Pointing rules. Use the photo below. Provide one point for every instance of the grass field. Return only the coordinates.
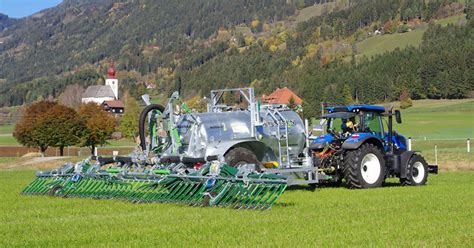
(380, 44)
(439, 214)
(312, 11)
(438, 119)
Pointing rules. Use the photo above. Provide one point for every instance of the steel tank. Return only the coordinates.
(214, 133)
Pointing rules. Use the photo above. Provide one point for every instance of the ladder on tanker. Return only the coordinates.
(282, 137)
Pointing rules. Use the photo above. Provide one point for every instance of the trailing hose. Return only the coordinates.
(142, 120)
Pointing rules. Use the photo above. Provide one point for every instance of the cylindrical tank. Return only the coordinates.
(213, 129)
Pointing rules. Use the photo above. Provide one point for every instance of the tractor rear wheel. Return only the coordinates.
(241, 156)
(364, 167)
(417, 173)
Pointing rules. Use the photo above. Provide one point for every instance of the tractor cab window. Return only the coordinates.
(373, 124)
(344, 126)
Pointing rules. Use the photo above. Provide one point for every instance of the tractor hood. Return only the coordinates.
(320, 141)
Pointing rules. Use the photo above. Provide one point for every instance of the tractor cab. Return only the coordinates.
(350, 124)
(355, 146)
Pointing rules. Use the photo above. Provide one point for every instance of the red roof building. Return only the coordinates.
(114, 106)
(282, 96)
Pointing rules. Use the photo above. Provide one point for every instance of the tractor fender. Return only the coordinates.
(404, 160)
(354, 143)
(260, 149)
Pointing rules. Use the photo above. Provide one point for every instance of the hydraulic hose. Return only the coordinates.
(142, 120)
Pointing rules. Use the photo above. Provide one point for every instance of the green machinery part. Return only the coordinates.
(255, 191)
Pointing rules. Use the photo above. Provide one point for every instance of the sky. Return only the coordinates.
(22, 8)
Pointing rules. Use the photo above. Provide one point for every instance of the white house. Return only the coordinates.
(102, 93)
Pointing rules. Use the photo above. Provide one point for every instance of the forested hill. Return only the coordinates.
(317, 49)
(5, 22)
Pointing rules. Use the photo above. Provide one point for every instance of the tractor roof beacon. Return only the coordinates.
(356, 147)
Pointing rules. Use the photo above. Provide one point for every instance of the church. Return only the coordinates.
(105, 95)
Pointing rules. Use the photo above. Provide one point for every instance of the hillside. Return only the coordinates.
(316, 49)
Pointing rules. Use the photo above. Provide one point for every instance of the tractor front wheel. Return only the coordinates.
(364, 167)
(417, 172)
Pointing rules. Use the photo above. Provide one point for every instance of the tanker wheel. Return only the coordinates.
(417, 172)
(241, 156)
(364, 167)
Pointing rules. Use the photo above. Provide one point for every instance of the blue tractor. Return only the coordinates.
(358, 147)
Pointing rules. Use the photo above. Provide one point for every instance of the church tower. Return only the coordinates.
(112, 81)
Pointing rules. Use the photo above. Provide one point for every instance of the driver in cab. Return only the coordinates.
(349, 126)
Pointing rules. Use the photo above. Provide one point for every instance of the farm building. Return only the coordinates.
(282, 96)
(113, 106)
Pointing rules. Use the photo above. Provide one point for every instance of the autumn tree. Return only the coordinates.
(28, 129)
(72, 96)
(347, 94)
(197, 104)
(46, 124)
(129, 122)
(98, 125)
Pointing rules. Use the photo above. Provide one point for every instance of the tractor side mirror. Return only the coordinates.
(398, 116)
(318, 128)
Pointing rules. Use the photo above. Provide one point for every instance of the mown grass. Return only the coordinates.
(380, 44)
(8, 140)
(439, 214)
(313, 11)
(385, 43)
(438, 119)
(6, 129)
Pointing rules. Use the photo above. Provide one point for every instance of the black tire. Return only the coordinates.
(143, 119)
(417, 172)
(358, 175)
(241, 155)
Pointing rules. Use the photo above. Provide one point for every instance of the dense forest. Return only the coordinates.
(200, 45)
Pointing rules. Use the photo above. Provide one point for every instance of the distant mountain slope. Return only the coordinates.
(77, 32)
(6, 22)
(206, 44)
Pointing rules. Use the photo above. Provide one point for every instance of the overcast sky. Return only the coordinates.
(22, 8)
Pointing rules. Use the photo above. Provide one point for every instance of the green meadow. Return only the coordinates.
(438, 214)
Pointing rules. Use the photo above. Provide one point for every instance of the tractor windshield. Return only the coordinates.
(342, 125)
(373, 124)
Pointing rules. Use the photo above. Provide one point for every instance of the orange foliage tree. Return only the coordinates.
(98, 125)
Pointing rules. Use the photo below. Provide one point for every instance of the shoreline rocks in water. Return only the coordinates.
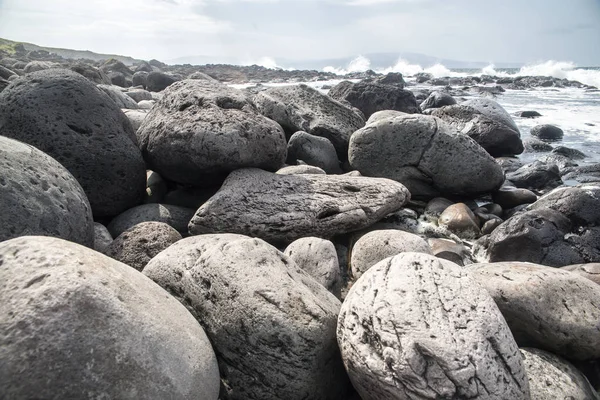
(186, 179)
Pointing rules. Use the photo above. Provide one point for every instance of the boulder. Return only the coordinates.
(590, 271)
(302, 108)
(66, 116)
(417, 327)
(174, 216)
(313, 150)
(425, 155)
(76, 323)
(319, 259)
(140, 243)
(201, 130)
(380, 244)
(283, 208)
(546, 308)
(437, 99)
(271, 324)
(551, 377)
(40, 197)
(547, 132)
(370, 96)
(487, 123)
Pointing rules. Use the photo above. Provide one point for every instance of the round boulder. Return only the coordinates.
(38, 196)
(417, 327)
(76, 323)
(66, 116)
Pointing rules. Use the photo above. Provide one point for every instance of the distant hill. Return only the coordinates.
(9, 46)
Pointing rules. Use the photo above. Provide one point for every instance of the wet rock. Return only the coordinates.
(283, 208)
(318, 258)
(200, 130)
(76, 323)
(38, 196)
(546, 308)
(425, 155)
(140, 243)
(66, 116)
(267, 319)
(415, 326)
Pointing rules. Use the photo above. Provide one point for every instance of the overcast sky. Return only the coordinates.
(468, 30)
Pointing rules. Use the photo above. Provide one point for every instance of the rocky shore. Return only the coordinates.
(164, 235)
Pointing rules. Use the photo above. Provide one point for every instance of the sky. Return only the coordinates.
(523, 31)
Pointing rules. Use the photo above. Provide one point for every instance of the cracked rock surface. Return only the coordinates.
(38, 196)
(77, 324)
(546, 308)
(272, 326)
(426, 155)
(283, 208)
(200, 130)
(417, 327)
(551, 377)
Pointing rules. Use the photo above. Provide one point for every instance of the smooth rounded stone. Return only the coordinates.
(378, 245)
(535, 145)
(370, 96)
(283, 208)
(546, 308)
(437, 99)
(590, 271)
(156, 188)
(139, 94)
(508, 197)
(313, 150)
(140, 78)
(581, 205)
(38, 196)
(140, 243)
(551, 377)
(174, 216)
(302, 108)
(102, 238)
(201, 130)
(418, 327)
(318, 258)
(426, 156)
(537, 175)
(450, 250)
(487, 123)
(66, 116)
(159, 81)
(436, 206)
(300, 170)
(272, 325)
(547, 132)
(460, 220)
(118, 96)
(76, 323)
(379, 115)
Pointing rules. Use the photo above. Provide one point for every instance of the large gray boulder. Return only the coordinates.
(302, 108)
(283, 208)
(38, 196)
(546, 308)
(380, 244)
(487, 123)
(66, 116)
(77, 324)
(370, 96)
(425, 155)
(272, 326)
(551, 377)
(201, 130)
(417, 327)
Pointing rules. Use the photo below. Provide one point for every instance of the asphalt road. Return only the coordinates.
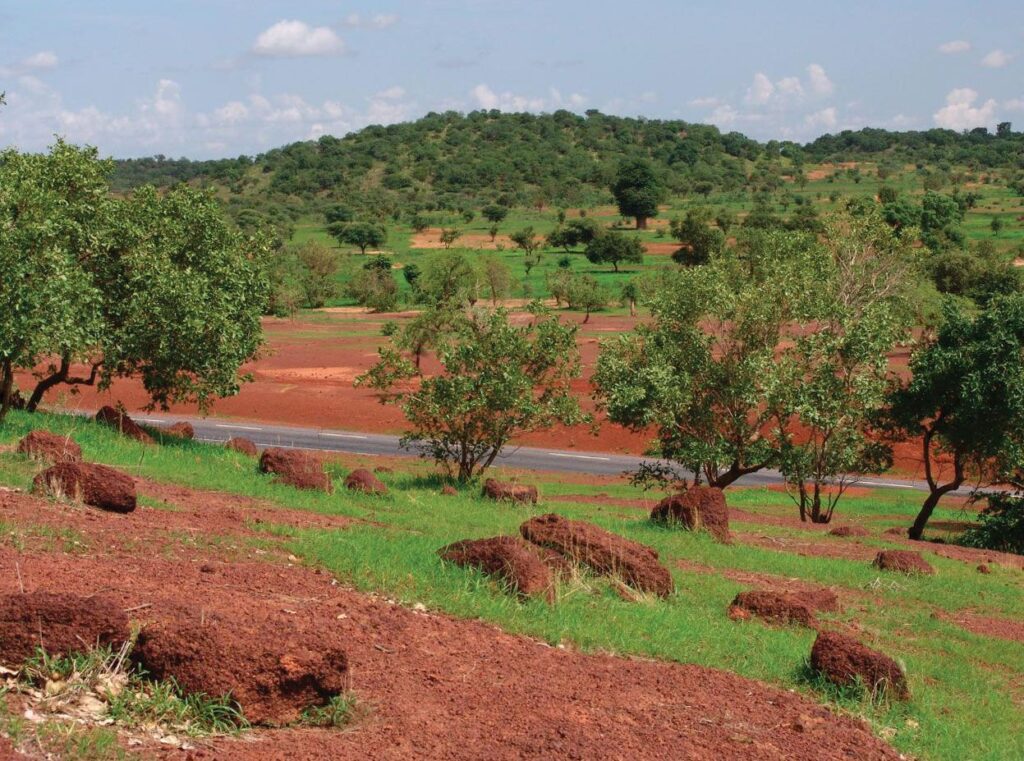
(526, 458)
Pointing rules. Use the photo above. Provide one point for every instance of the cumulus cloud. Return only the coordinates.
(996, 59)
(295, 39)
(380, 20)
(954, 46)
(960, 113)
(820, 84)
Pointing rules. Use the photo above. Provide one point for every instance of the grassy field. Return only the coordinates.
(995, 201)
(968, 701)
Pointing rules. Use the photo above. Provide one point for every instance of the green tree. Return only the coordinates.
(966, 400)
(612, 248)
(360, 235)
(498, 381)
(638, 191)
(700, 242)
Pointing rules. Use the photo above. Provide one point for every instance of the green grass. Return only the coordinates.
(968, 692)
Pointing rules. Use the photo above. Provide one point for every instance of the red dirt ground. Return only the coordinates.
(434, 686)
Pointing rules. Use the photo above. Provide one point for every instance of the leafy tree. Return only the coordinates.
(966, 399)
(612, 248)
(450, 236)
(320, 270)
(498, 381)
(638, 191)
(449, 278)
(495, 213)
(360, 235)
(700, 242)
(495, 277)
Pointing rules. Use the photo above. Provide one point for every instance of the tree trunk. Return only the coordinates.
(6, 387)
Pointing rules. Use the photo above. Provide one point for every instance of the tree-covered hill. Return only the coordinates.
(453, 160)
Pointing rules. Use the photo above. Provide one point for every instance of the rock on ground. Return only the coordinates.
(604, 552)
(94, 484)
(59, 623)
(497, 490)
(361, 479)
(273, 675)
(51, 448)
(850, 531)
(242, 445)
(902, 561)
(778, 607)
(844, 661)
(510, 558)
(123, 424)
(699, 507)
(295, 468)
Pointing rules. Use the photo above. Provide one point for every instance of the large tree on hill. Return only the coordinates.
(638, 191)
(498, 381)
(966, 400)
(158, 287)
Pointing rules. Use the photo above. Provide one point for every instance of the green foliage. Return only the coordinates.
(612, 248)
(700, 242)
(638, 191)
(360, 235)
(498, 381)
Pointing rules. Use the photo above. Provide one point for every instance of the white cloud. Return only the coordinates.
(954, 46)
(40, 60)
(293, 39)
(824, 119)
(960, 113)
(996, 59)
(761, 90)
(820, 84)
(380, 20)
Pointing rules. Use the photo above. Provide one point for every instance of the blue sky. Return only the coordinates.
(215, 78)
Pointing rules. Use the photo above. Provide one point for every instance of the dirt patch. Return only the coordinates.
(503, 491)
(590, 545)
(273, 670)
(516, 562)
(60, 624)
(94, 484)
(435, 686)
(777, 607)
(696, 508)
(50, 448)
(296, 468)
(902, 561)
(361, 479)
(122, 423)
(844, 661)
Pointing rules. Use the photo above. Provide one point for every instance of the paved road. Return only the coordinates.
(527, 458)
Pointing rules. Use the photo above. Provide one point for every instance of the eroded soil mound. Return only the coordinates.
(516, 562)
(361, 479)
(844, 662)
(243, 445)
(295, 468)
(94, 484)
(849, 531)
(777, 607)
(700, 507)
(51, 448)
(902, 561)
(58, 623)
(123, 424)
(497, 490)
(273, 675)
(180, 430)
(590, 545)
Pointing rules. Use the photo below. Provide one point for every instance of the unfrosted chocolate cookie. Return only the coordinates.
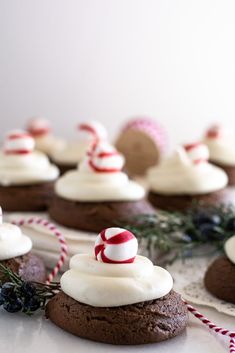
(229, 170)
(29, 267)
(94, 216)
(183, 202)
(219, 279)
(26, 198)
(147, 322)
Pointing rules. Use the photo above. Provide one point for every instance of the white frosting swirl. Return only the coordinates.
(108, 285)
(84, 184)
(31, 168)
(12, 242)
(178, 175)
(229, 248)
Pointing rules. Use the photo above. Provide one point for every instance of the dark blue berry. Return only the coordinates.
(231, 224)
(210, 231)
(28, 289)
(32, 304)
(13, 306)
(203, 217)
(8, 291)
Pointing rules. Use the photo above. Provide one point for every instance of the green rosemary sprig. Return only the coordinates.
(19, 295)
(199, 231)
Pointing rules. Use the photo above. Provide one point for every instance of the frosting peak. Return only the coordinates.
(221, 145)
(106, 284)
(184, 173)
(12, 242)
(98, 178)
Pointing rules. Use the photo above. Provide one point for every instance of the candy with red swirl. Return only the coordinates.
(116, 246)
(197, 152)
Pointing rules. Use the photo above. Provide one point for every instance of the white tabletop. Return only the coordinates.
(22, 334)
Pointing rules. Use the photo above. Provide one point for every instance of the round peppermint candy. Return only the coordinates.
(38, 126)
(104, 158)
(116, 246)
(197, 152)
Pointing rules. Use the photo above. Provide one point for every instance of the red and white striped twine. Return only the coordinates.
(55, 231)
(213, 327)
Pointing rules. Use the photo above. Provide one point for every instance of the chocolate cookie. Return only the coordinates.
(219, 279)
(147, 322)
(183, 202)
(229, 170)
(29, 267)
(95, 216)
(26, 198)
(64, 167)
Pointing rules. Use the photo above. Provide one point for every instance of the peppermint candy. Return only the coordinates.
(104, 158)
(116, 246)
(197, 152)
(38, 126)
(95, 129)
(18, 142)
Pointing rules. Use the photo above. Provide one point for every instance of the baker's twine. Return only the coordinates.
(217, 329)
(55, 231)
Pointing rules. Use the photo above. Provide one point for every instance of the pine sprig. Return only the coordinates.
(19, 295)
(199, 231)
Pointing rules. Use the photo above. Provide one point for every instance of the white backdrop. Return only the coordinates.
(71, 60)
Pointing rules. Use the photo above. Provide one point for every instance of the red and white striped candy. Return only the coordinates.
(116, 246)
(197, 152)
(215, 131)
(104, 158)
(55, 231)
(95, 129)
(151, 128)
(18, 142)
(38, 126)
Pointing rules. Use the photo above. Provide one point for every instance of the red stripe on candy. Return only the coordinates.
(86, 127)
(191, 146)
(57, 234)
(120, 238)
(38, 132)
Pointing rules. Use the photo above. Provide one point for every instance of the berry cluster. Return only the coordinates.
(210, 226)
(199, 231)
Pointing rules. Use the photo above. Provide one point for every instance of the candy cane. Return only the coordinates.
(18, 142)
(213, 327)
(54, 230)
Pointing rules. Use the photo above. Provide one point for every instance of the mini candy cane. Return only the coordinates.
(54, 230)
(197, 152)
(18, 142)
(116, 246)
(213, 327)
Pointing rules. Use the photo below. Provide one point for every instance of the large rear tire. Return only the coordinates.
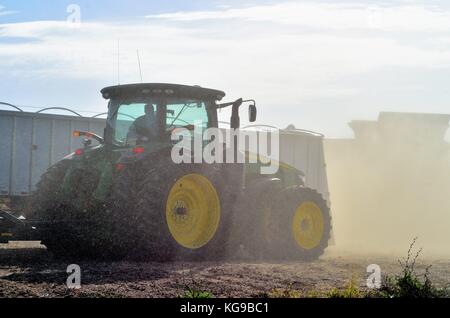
(287, 224)
(178, 211)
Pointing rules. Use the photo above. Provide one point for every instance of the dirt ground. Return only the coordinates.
(28, 270)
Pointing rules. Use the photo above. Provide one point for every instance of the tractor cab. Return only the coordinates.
(145, 113)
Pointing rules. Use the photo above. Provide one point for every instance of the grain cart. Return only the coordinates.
(128, 198)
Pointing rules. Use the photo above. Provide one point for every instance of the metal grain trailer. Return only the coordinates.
(31, 142)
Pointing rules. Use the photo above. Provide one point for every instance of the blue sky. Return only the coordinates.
(314, 64)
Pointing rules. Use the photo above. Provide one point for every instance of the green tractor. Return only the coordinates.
(127, 198)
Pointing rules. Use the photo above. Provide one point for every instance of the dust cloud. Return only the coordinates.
(391, 183)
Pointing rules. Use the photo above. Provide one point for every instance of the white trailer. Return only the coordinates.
(31, 142)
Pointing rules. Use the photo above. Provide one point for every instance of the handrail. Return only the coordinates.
(58, 108)
(98, 115)
(11, 105)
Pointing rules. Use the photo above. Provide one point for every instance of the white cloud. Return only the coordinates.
(339, 16)
(4, 12)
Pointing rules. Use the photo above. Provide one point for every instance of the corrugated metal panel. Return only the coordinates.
(6, 133)
(304, 151)
(30, 143)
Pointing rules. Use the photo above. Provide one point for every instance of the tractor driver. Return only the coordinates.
(144, 128)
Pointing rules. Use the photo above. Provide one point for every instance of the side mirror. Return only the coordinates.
(252, 113)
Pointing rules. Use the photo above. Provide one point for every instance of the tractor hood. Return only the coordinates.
(162, 90)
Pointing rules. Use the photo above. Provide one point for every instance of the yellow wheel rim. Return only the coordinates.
(308, 225)
(193, 211)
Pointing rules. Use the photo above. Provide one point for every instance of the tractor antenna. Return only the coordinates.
(118, 62)
(139, 64)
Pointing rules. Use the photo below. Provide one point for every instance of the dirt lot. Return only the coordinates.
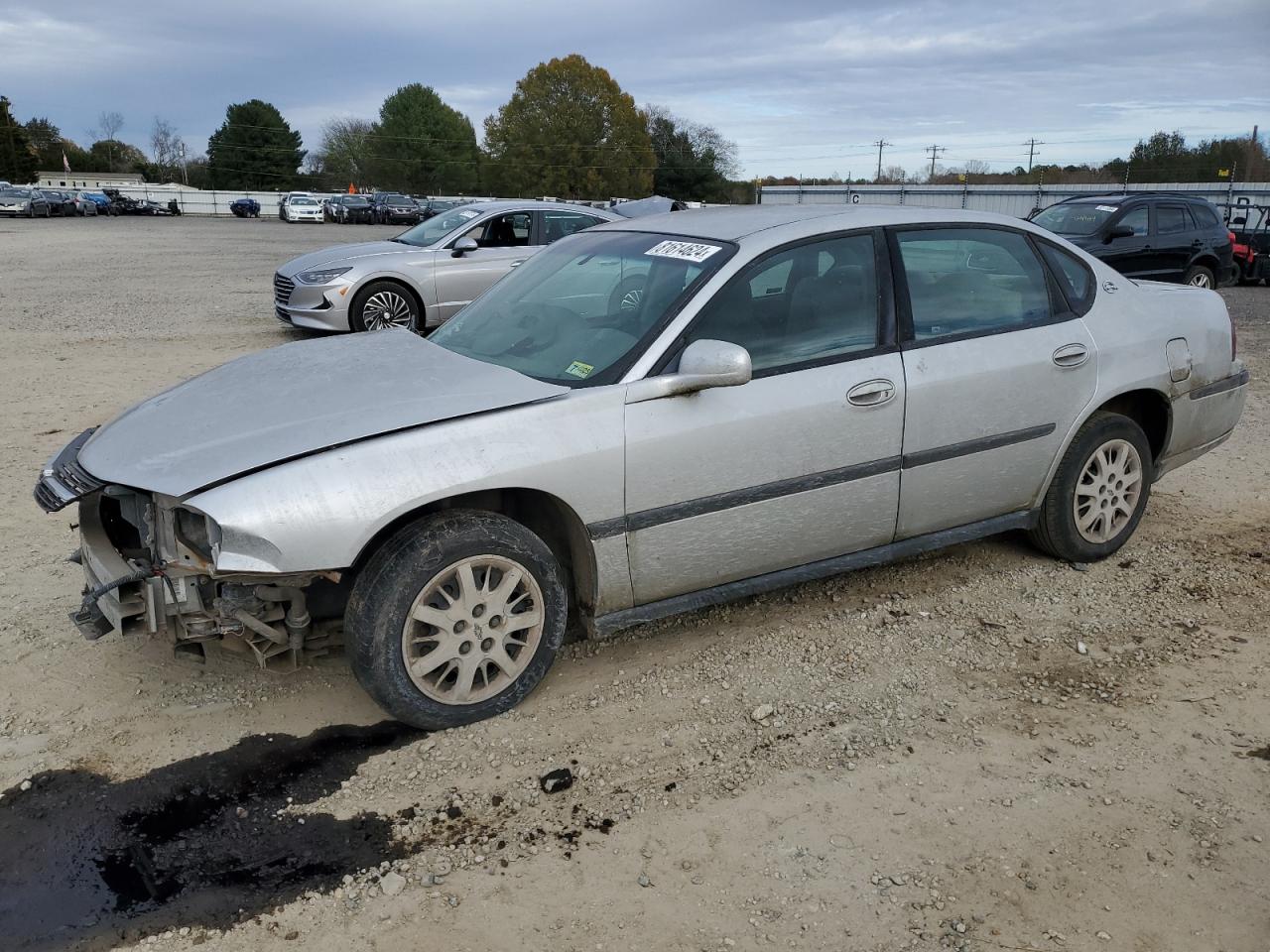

__Work to be completed__
Show every line of the rows above that contains the string "tree", matching case exactly.

__Solved exercise__
Pointing rules. Use the photo above. Provide one point for every instance of the autumn tree. Return only the coordinates.
Pointing rules. Use the photo above. Provide one point for every instance of the orange foliage tree. Return only the coordinates.
Pointing rules. Use the photo above. Provide one point for every instance of the green tree. Return only the coordinates.
Pointing rules. Use the photo above. Provide one point for every instance of the leafy tree. Return only the coordinates.
Pointing rules. Use the photo above. Provide one point for every instance of the tree trunk. Return only the coordinates.
Pointing rules. Use the photo above. Provide one point for every instance of the tree-covered hill. Return only the coordinates.
Pointing rules. Use the photo above. Provide one point for every instance of the large tree on hill. Return only the coordinates.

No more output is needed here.